Location identification entries:
_ _ _ _ _ _ _

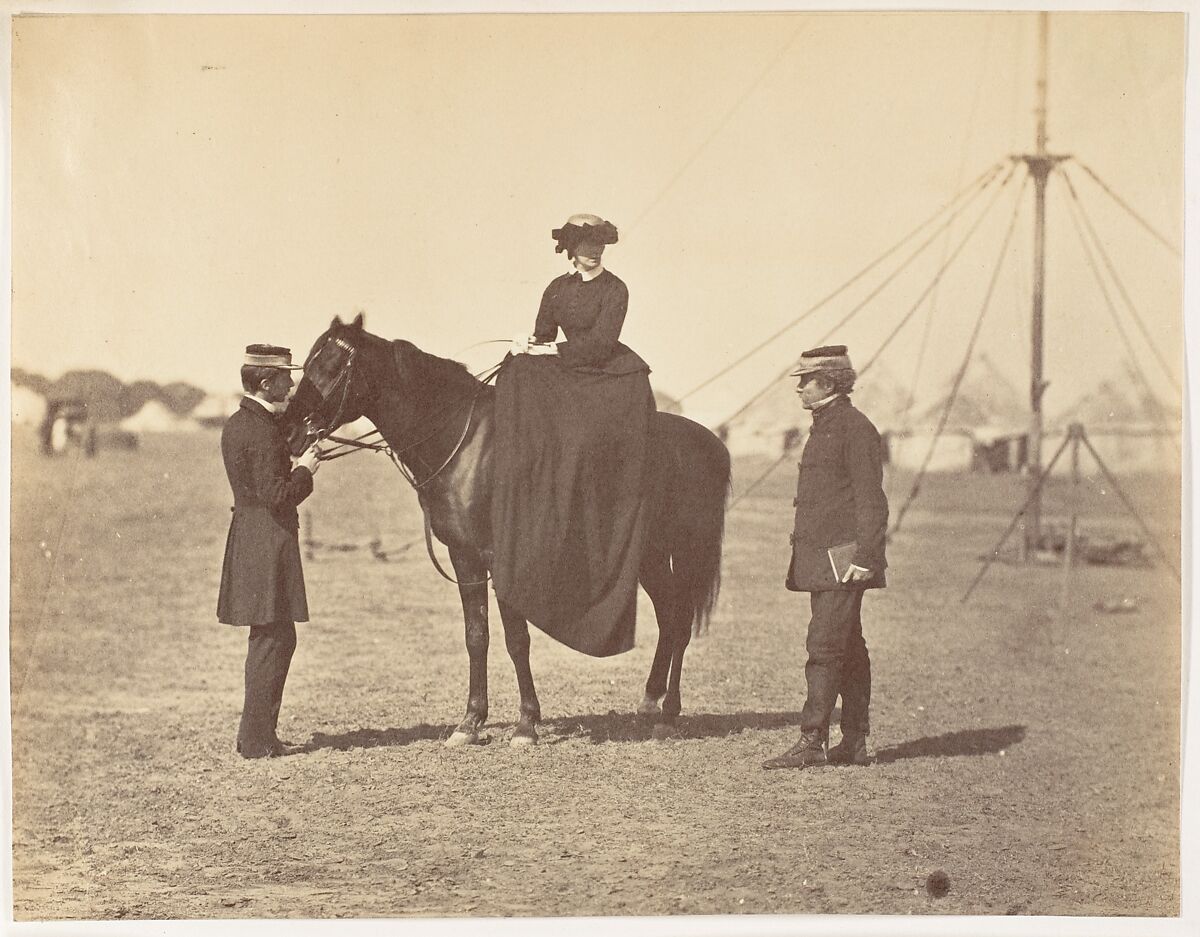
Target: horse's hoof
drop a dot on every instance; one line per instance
(459, 738)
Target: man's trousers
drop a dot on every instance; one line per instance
(268, 658)
(838, 664)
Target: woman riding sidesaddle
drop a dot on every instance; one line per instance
(571, 456)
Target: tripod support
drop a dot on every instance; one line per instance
(1075, 438)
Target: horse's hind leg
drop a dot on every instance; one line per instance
(655, 578)
(472, 576)
(679, 628)
(516, 638)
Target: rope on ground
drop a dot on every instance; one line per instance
(963, 368)
(979, 184)
(1135, 216)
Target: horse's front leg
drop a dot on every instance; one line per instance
(472, 576)
(516, 638)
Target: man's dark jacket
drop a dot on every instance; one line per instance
(839, 499)
(262, 580)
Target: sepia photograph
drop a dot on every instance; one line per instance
(669, 470)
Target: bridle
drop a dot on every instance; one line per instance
(346, 446)
(343, 378)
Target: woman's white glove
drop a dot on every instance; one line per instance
(310, 460)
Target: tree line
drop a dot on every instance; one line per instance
(107, 397)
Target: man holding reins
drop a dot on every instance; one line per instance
(262, 581)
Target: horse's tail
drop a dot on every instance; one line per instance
(696, 550)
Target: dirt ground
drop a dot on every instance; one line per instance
(1029, 744)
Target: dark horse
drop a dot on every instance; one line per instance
(437, 419)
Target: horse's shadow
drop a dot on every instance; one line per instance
(634, 727)
(378, 738)
(631, 727)
(595, 728)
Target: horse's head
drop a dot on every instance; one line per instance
(330, 392)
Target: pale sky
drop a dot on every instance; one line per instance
(186, 185)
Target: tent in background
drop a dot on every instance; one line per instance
(216, 408)
(27, 407)
(987, 427)
(156, 418)
(1132, 437)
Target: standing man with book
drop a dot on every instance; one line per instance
(838, 552)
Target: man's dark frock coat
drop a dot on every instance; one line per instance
(262, 580)
(839, 499)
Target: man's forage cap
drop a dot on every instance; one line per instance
(583, 228)
(270, 355)
(826, 358)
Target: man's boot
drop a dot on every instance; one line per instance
(808, 752)
(851, 750)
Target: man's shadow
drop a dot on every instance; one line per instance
(963, 742)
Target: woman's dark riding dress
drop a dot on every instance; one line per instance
(571, 470)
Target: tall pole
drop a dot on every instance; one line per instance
(1041, 163)
(1041, 169)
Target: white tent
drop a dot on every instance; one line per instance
(28, 406)
(156, 418)
(1129, 437)
(987, 408)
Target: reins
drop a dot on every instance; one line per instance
(347, 446)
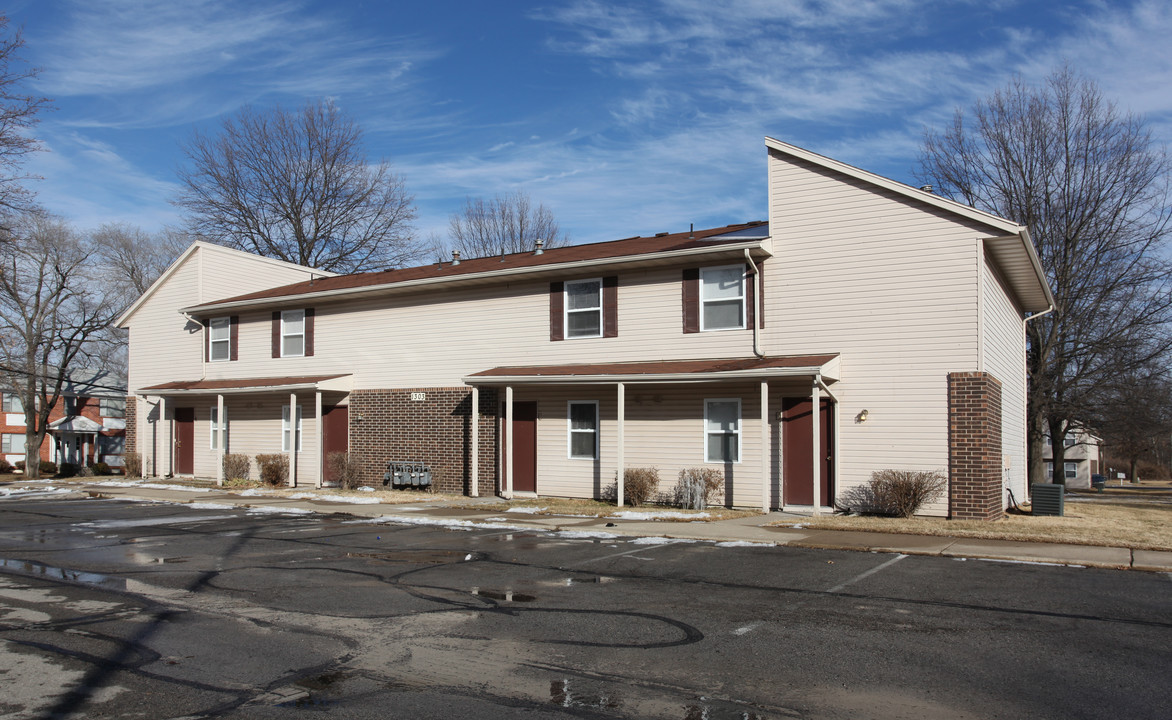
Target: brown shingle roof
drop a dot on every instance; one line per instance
(556, 256)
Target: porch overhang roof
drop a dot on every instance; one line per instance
(240, 386)
(668, 371)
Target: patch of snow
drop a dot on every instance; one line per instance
(744, 544)
(658, 514)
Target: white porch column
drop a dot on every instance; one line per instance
(474, 430)
(320, 434)
(220, 439)
(292, 440)
(508, 488)
(816, 401)
(767, 449)
(620, 439)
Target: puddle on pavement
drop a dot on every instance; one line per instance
(63, 574)
(508, 596)
(420, 556)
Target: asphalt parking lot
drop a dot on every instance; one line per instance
(115, 609)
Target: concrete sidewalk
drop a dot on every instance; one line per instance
(744, 529)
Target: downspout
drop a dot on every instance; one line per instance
(756, 305)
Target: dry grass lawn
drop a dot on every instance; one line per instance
(1123, 523)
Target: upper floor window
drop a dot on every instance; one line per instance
(584, 308)
(113, 407)
(293, 333)
(722, 298)
(722, 430)
(219, 339)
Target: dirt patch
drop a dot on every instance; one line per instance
(1117, 523)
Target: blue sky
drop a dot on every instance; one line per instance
(624, 119)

_ _ _ _ _ _ _

Reproduce every entry above word for word, leaving out the pictures.

Target: horse's hoof
drop a dot on every instance; one line per instance
(459, 738)
Target: man's trousers
drop a dot on every instance; one line per instance
(268, 658)
(838, 664)
Target: woman riding sidesaddle
drop a dot on every instance; one line per instance
(571, 456)
Target: tripod support
drop a dot on every instance; one line per instance
(1075, 438)
Target: horse's hind leg
drop a dot on every instance; one line per instance
(655, 578)
(472, 576)
(679, 628)
(516, 638)
Target: rope on ground
drop a dot on every instance; one line per instance
(963, 368)
(979, 184)
(1135, 216)
Target: horse's front leg
drop a dot on every instance; one line per instance
(472, 576)
(516, 638)
Target: man's dark jacket
drop a dot on every instance; one line per instance
(839, 499)
(262, 580)
Target: sepia photograph
drop a dot on every instance; one line per instance
(669, 470)
Target: bridle
drop a dot on every instance; one line per instance
(346, 446)
(343, 378)
Target: woman's white glove
drop a dot on every instance; one line per instance
(310, 460)
Target: tree line
drop a dot on every instance; one line per instance
(107, 397)
Target: man holding reins
drop a dot on every instance; one line per instance
(262, 581)
Target: horse's tail
drop a dot on every instance; one line per instance
(696, 550)
Target: dirt ground
drop a dot on every instance; one line per instance
(1029, 744)
Target: dark horse
drop a dot on every instance; one line per instance
(437, 419)
Target: horse's shadow
drop a dot on every instance; one line per instance
(634, 727)
(378, 738)
(631, 727)
(595, 728)
Target: horse's head
drop a dot on every instance; one line per instance
(330, 392)
Target: pale sky
drop a dot on every instance; one line per instance
(186, 185)
Target: tent in background
drop a dot on every instance; one line per instance
(216, 408)
(27, 407)
(987, 427)
(156, 418)
(1132, 437)
Target: standing man with book
drop a dot on every instance; one line per instance
(838, 552)
Target: man's dark frock coat
drop a dot on every instance; one line per instance
(262, 580)
(839, 499)
Target: man's forage cap
drop a dot on every instance; one line per instance
(583, 228)
(270, 355)
(826, 358)
Target: man's boot
drop a dot on every instance; one line per instance
(808, 752)
(851, 750)
Target: man's shadow
drop a dot on every instance; one line per instance
(963, 742)
Target: woman's dark riding dress
drop a dot on every instance; one line per instance
(571, 470)
Target: tall pole
drop a dot on every instance; one line per instance
(1041, 163)
(1041, 169)
Target: white tent
drop a dot on every instance; one line per instance
(28, 406)
(156, 418)
(1129, 437)
(987, 408)
Target: reins
drop a dot on every instance; one line per instance
(347, 446)
Target: brown shingle roof
drop a dot on every instance; one line per instance
(556, 256)
Target: porch overhang roof
drop a dot on every instance; one line per instance
(240, 386)
(668, 371)
Target: patch of snow
drop a dot on every instance; one line per instance
(744, 544)
(658, 514)
Target: white porch column
drop a dot on every instance; one line per instance
(474, 430)
(320, 434)
(220, 439)
(292, 440)
(508, 488)
(816, 401)
(767, 449)
(620, 439)
Target: puddle on pavement
drop a dot on every instance; one line per instance
(63, 574)
(508, 596)
(420, 556)
Target: asphalt parking lot
drop a dot on every instance; one line per instance
(115, 609)
Target: concrete sidewalk
drop a dot on every instance; one line per instance
(744, 529)
Target: downspout
drop a dot on every instance; one line per instance
(756, 305)
Target: dry grass lawn
drop a dot on every instance; one line per instance
(1123, 523)
Target: upper floor window
drop a dot on every instance; one line per instance
(584, 308)
(113, 407)
(293, 333)
(722, 298)
(722, 430)
(219, 339)
Target: dirt patch
drop a dot on every instance; one line per instance
(1117, 523)
Target: blue sky
drop a dot on every instance; one line per instance
(624, 119)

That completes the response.